There is a version of the next four years in which this is a foundation rather than an ending. Ngoy, Seys, De Cuyper and Raskin are young. De Ketelaere is twenty-five and has just had the tournament of his life. Lammens is a Manchester United goalkeeper who will be Belgium’s first choice for the next decade and who will spend some part of it thinking about the 88th minute at SoFi Stadium, which is an unfair thing to happen to a man in his first competitive appearance for his country at a World Cup. Belgium’s problem was never talent. It was that the two midfielders who could hold the ball were both unavailable on the one night it mattered, and no amount of talent elsewhere fixes that against Rodri.

For the bracket, the resolution is now clean. France against Spain in Dallas on Tuesday and Argentina against England in Atlanta on Wednesday, with the final in New York. Spain arrive as the side nobody has scored more than one goal against, playing the side nobody has been able to keep the ball away from. One of the two goes out on Tuesday, and the tournament loses one of its two best teams a round before it should have.

If you are new to how the expanded bracket works, why there is a round of 32 at all and how the knockout seeding was set, the format explainer in the Mexico vs South Africa opening-match preview remains the reference point for the whole series.

The last word belongs to the method rather than the men. Spain have played six matches at World Cup 2026, conceded one goal, scored eleven, and won two knockout ties with substitutes who had been on the pitch for a combined total of about seven minutes. That is not a team riding its luck. It is a team that has worked out where the goals are in modern knockout football and has built a bench to collect them. The rebound rule got them to Dallas. Whether it survives contact with France is the only question left worth asking.

The road to Los Angeles: what Spain’s first five matches had already shown

Spain walked into SoFi Stadium having conceded nothing in five matches, and the route they took to get there explains why the rebound rule had to exist at all.

The opening night in Atlanta was both the template and the warning. Spain controlled the ball against Cape Verde, generated 2.25 expected goals, and drew 0-0. Inside the first ninety minutes of their tournament, de la Fuente had been told what the following month would demand of him: this squad would create against anybody and would not reliably finish. The 4-0 win over Saudi Arabia was the single evening where the scoreboard matched the play, and the quality of the opponent accounts for most of that. Then came 1-0 against Uruguay in Guadalajara, a result that managed to be correct and uncomfortable at once, and a third clean sheet in three.

The knockout rounds refined the problem rather than solving it. Austria were beaten 3-0 in the round of 32 from 2.74 expected goals, which was the closest Spain came all summer to an evening they could enjoy. Portugal were beaten 1-0 in Dallas from 1.68, and that goal arrived in the ninety-first minute from a substitute who had been on the pitch for six of them. By the time Belgium came around, the shape of a Spanish knockout evening was already drawn in outline: total territorial control, a shot count in the high teens, an opposing goalkeeper having the night of his career, and a resolution delivered off the bench inside the closing five minutes.

Five matches, five clean sheets, nine goals scored, and a manager who had worked out by the group stage that his tournament would be decided by whoever was standing on the six-yard line when the goalkeeper got a hand to something.

The Belgium counterfactual: what Rudi Garcia got right and where it ran out

It is worth spending real time on Belgium’s plan, because the temptation after a 17-5 shot count is to conclude that the losing manager got it wrong, and Garcia mostly did not.

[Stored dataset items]
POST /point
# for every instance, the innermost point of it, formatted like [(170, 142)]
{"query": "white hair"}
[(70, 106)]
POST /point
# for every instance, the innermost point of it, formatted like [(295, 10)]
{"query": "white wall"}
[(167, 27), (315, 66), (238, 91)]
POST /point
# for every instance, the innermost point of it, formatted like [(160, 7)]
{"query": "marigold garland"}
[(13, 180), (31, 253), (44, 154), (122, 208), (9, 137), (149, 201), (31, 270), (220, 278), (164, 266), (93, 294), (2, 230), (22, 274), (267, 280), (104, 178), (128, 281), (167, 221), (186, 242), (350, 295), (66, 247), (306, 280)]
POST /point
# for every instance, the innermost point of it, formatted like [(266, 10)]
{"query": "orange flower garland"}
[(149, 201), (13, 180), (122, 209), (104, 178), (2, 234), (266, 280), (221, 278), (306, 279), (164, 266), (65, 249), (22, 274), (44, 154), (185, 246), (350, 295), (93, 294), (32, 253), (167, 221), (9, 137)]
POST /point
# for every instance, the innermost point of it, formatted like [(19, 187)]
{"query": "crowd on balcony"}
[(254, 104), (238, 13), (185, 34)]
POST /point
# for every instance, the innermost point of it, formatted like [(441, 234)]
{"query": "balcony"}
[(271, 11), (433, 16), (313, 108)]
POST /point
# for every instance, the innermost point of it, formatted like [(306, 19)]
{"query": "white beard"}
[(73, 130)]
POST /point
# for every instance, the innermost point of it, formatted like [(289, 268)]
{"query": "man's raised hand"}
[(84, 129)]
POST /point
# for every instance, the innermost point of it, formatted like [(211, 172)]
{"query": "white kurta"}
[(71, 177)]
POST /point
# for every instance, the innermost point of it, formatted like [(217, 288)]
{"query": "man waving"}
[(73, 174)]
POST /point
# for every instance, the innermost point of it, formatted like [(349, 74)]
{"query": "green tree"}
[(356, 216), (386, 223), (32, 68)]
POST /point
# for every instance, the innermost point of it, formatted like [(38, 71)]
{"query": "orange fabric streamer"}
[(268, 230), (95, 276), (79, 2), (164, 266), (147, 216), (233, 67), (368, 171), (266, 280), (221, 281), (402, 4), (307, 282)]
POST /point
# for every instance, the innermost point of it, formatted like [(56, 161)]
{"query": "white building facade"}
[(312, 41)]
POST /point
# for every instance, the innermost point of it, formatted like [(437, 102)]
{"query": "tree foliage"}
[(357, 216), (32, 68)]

■ **What is required**
Reproduce word for word the passage of the World Cup article above that runs from "Five matches, five" up to and including "mostly did not.".

■ **Problem solution**
Five matches, five clean sheets, nine goals scored, and a manager who had worked out by the group stage that his tournament would be decided by whoever was standing on the six-yard line when the goalkeeper got a hand to something.

The Belgium counterfactual: what Rudi Garcia got right and where it ran out

It is worth spending real time on Belgium’s plan, because the temptation after a 17-5 shot count is to conclude that the losing manager got it wrong, and Garcia mostly did not.